§ THE TASK
Transcribe the entries below exactly; leave every image out.

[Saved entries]

*-*-*

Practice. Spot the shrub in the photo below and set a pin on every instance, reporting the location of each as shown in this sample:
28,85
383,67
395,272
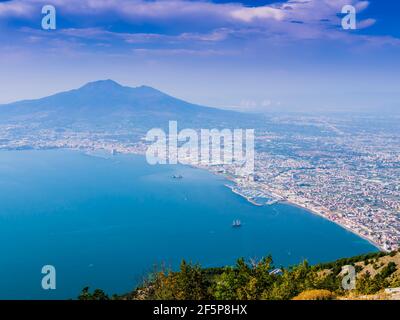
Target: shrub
315,295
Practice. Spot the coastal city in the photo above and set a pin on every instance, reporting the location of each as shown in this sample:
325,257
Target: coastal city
351,177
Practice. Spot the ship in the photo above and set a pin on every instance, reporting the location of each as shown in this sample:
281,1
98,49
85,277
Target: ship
236,223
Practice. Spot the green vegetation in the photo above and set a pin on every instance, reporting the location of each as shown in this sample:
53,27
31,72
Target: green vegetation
249,280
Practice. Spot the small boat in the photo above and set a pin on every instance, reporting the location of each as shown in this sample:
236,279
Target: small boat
236,223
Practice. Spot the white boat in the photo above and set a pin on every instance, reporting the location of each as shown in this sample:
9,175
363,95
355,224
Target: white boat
236,223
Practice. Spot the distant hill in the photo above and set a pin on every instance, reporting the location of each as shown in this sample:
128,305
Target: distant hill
107,103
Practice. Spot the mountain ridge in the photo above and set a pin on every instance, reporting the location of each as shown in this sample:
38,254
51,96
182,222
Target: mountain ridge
108,101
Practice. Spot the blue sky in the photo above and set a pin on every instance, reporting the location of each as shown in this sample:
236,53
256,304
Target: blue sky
252,55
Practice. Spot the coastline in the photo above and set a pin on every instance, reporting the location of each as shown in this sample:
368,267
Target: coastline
278,197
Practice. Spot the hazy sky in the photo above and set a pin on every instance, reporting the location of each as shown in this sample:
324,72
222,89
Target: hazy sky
252,55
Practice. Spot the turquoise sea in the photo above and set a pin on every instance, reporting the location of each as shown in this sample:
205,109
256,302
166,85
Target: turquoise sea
107,222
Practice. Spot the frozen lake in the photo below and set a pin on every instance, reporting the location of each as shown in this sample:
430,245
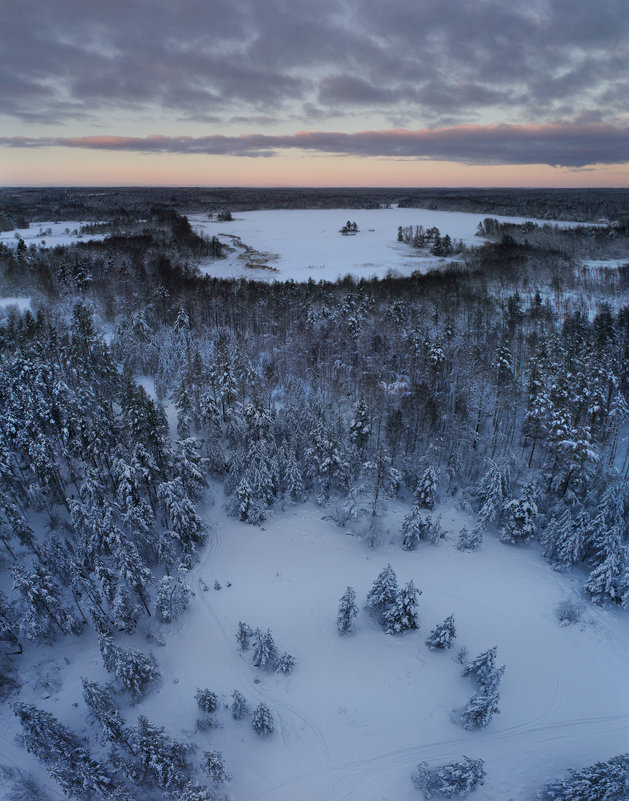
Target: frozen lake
307,243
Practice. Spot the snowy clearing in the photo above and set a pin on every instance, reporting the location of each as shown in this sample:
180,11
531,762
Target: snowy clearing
19,303
307,243
50,234
360,711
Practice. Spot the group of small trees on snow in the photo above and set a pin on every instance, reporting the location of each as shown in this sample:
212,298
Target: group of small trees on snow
392,607
453,780
265,654
483,705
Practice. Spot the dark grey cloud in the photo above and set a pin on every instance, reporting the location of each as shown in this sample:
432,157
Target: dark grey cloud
219,59
561,144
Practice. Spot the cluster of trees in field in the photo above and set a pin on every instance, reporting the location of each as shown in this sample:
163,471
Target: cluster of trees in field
490,383
420,237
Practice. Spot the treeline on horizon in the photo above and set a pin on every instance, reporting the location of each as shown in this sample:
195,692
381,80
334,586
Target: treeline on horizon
20,206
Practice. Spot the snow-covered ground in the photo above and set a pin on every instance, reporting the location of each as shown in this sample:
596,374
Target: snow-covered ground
49,234
306,243
360,711
19,303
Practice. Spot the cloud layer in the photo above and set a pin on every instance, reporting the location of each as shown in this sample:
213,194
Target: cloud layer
567,145
418,62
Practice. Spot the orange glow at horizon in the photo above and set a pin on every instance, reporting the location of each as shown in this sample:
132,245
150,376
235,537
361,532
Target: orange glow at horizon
57,167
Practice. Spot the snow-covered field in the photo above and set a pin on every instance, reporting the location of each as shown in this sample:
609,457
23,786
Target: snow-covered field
360,711
49,234
19,303
306,243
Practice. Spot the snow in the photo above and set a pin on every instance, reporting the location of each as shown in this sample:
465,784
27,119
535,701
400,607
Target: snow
19,303
360,711
304,244
50,234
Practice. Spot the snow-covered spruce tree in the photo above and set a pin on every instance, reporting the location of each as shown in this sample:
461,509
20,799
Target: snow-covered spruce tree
207,701
239,707
366,500
360,429
285,664
347,611
483,669
214,765
453,780
480,709
66,757
246,505
100,702
470,540
492,492
402,615
426,490
173,597
412,529
602,781
156,757
133,668
262,720
43,613
244,633
383,594
563,539
520,515
193,791
265,653
442,636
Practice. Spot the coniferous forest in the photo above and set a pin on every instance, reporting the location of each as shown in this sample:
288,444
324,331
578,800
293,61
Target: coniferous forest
496,383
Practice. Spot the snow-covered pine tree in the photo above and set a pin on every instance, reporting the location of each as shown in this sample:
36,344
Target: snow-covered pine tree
453,780
520,514
265,653
602,781
470,540
402,615
133,668
239,707
480,709
66,757
347,611
157,757
43,613
412,529
483,668
207,701
492,492
383,594
442,636
359,429
426,489
100,702
172,600
262,720
244,633
214,765
286,663
193,791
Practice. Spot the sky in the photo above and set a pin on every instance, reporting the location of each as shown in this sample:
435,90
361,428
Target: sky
325,93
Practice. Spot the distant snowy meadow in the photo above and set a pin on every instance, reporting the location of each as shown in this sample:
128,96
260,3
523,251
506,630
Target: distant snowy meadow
303,244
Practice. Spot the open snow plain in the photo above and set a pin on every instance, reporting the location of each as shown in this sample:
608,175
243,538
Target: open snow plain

*-*-*

§ RESULT
Practice. Spot the shrub in the photo below and set a pin on every instance, reporting the location of each as shown in this sample:
28,85
383,67
395,272
Target: shrub
315,295
Practice. Spot the coastal city in the photo above and set a pin on every instance, reporting the location of each as shown in this sample:
325,257
Target: coastal city
351,177
Practice. Spot the ship in the photo above and set a pin on every instance, reporting the location of each as shown in this sample:
281,1
98,49
85,277
Target: ship
236,223
Practice. Spot the green vegetation in the photo above and set a pin on every instance, reporting the location of each as shown in this sample:
53,27
31,72
Target: green vegetation
249,280
Practice. Spot the small boat in the photo above and set a pin on every instance, reporting the location of each as shown in this sample:
236,279
Target: small boat
236,223
Practice. Spot the white boat in the photo above and set a pin on every instance, reporting the location of each as shown in this sample:
9,175
363,95
355,224
Target: white boat
236,223
Practice. Spot the distant hill in the photo above and set a pin on every instance, reporting the location of each as shown in this sample:
128,305
Target: distant hill
107,103
Practice. Spot the mountain ridge in the photo above and set a pin on every instance, reporting the location of each as shown in this sample:
38,254
51,96
182,222
Target: mountain ridge
108,101
Practice. Spot the blue sky in the photo above and set a pin on every instance, reporting the location of each as shown in this sample:
236,53
256,304
Target: blue sky
252,55
Practice. Spot the coastline in the photo above and set a pin on every instance, reporting the location of each as shown in this sample:
368,267
Target: coastline
278,197
Practice. Spot the hazy sky in the photo above and set a pin on every instance, reporting the location of each as shown in this sample:
324,72
222,89
Target: hazy sky
252,55
Practice. Spot the turquoise sea in the photo above and set a pin on every instance, reporting the location of each as shown in this sample:
205,109
256,302
166,85
Target: turquoise sea
107,222
Practice. Spot the frozen lake in the photo below and set a pin on every instance, reporting the location of each as shown in this sample:
430,245
Target: frozen lake
307,243
Practice. Spot the snowy clearing in the photo above and set a pin on every instance, reporting the location of each as shown in this sample:
180,11
531,762
Target: snowy clearing
19,303
307,243
50,234
360,711
Practice. Spot the group of small trees on snow in the photo above and set a pin on every instance, reporting the location of each as shown in this sample:
212,298
Target: group of small trees on snow
392,607
453,780
265,654
483,705
Practice. Spot the dark grey cloud in the photo above and set a pin on every instance, reporting the location of each as shown in this sample:
432,157
Target: dark grey cloud
219,59
561,144
Practice. Spot the cluster of trees in field in the photo above and set a pin on every instance, reporting the location of each as shown in this sample:
163,471
Target: cluster of trees in field
490,383
420,237
Practice. Spot the treeline on horizon in the photo above and set a pin on every instance, reporting the location of each as shown in this sample:
195,692
381,80
334,586
Target: treeline on horizon
20,206
Practice. Spot the snow-covered ground in the photo above and set a pin on every instance, reporting the location of each as shown in this sample:
596,374
Target: snow-covered ground
49,234
306,243
360,711
19,303
Practice. Spot the cloud layer in the photo above and set a pin on every instance, reporting the location of each as shown in this sample:
213,194
Target: cloud layer
567,145
418,62
Practice. Spot the orange glow at horizon in the photo above and set a pin on every instance, reporting the location of each as shown in this sample:
132,245
150,376
235,537
361,532
Target: orange glow at horizon
57,167
Practice. Spot the snow-covered field in the photo above and set a pin on every instance, reporting the location of each as shown in this sample:
609,457
23,786
Target: snow-covered field
360,711
49,234
19,303
306,243
Practice. Spot the snow in the photo above and set a pin on every instance, reporting the location of each as shown in this sample:
465,784
27,119
535,701
400,607
Target: snow
19,303
360,711
304,244
50,234
Practice. Spot the snow-covered spruce tree in the photo above and set a pin on every instance, reporting the location of each as shown in this sample:
461,509
20,799
Target: snow-covered spruce tree
207,701
239,707
366,500
360,429
285,664
347,611
483,669
214,765
453,780
480,709
66,757
246,505
100,702
470,540
492,492
402,615
426,490
173,597
412,529
602,781
156,757
133,668
262,720
43,613
244,633
383,594
563,539
520,515
193,791
265,653
442,636
Practice. Spot the coniferous forest in the photo above and set a pin on every instance, reporting the location of each as shown in this sample:
288,444
324,331
578,800
293,61
Target: coniferous forest
496,383
Practice. Spot the snow-covered pine tree in the photo above and set a pin on every instance, reporting the location of each as shown in this sample:
36,344
Target: snow-covered pine tree
453,780
520,514
265,653
602,781
470,540
402,615
133,668
239,707
480,709
66,757
347,611
157,757
43,613
412,529
483,668
207,701
492,492
383,594
442,636
359,429
426,489
100,702
172,600
262,720
244,633
214,765
286,663
193,791
Practice. Spot the sky in the photo above and set a pin on every instance, reporting the location of each as shown in this sample:
435,90
361,428
Target: sky
325,93
Practice. Spot the distant snowy meadow in the photo above and set a pin on every instance, reporting the location of each as shown in this sample:
128,96
260,3
523,251
506,630
Target: distant snowy meadow
303,244
Practice. Spot the open snow plain in the photo above and set a pin on every instance, reporting the location of each as shown in this sample:
608,175
243,538
Target: open snow plain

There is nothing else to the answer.